Annotated photo localization data:
_ _ _

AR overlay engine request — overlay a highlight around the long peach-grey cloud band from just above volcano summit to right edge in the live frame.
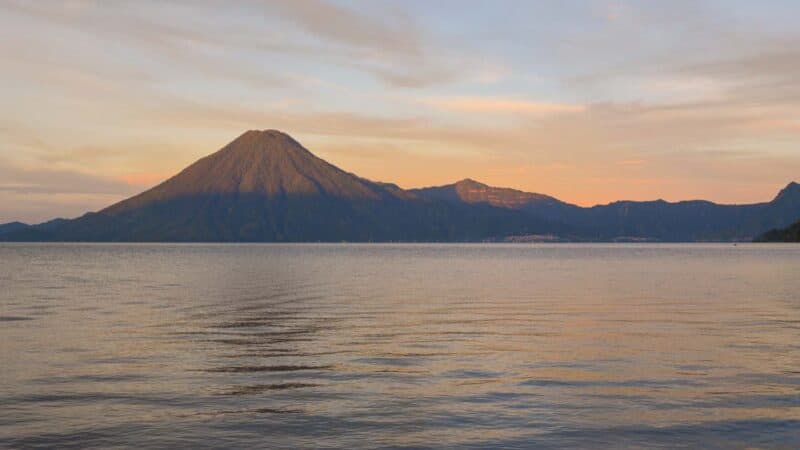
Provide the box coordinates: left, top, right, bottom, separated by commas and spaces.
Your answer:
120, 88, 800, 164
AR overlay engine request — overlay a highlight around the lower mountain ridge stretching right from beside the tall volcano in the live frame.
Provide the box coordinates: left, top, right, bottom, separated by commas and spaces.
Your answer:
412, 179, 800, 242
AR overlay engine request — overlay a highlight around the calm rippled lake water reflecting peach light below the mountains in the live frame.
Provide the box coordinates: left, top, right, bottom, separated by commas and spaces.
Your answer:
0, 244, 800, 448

_ _ _

TO DO:
Would you please output each record exactly, leaving the images out?

SOLUTION BELOW:
AR overlay engine request — overlay a highlight around the long peach-grey cloud band from just above volcano summit to right edge in the live frame.
Provide the box coordinates: left, top, right, bottom, separated by commas and spaces.
Your answer:
120, 88, 800, 164
AR overlay engine request — overlay a highlight around the lower mountain ridge stretching right from beside the tall volcano in the live frame.
Provide the box coordinates: left, top, right, bottom, separated by commas and spaces.
Your answer:
412, 179, 800, 242
AR overlay engine request — overlay a highlight around the calm rippled lake water reflecting peach light below the mountains in the live frame.
Provide the box coordinates: left, top, right, bottom, separated by commas and spaces.
Your answer:
0, 244, 800, 448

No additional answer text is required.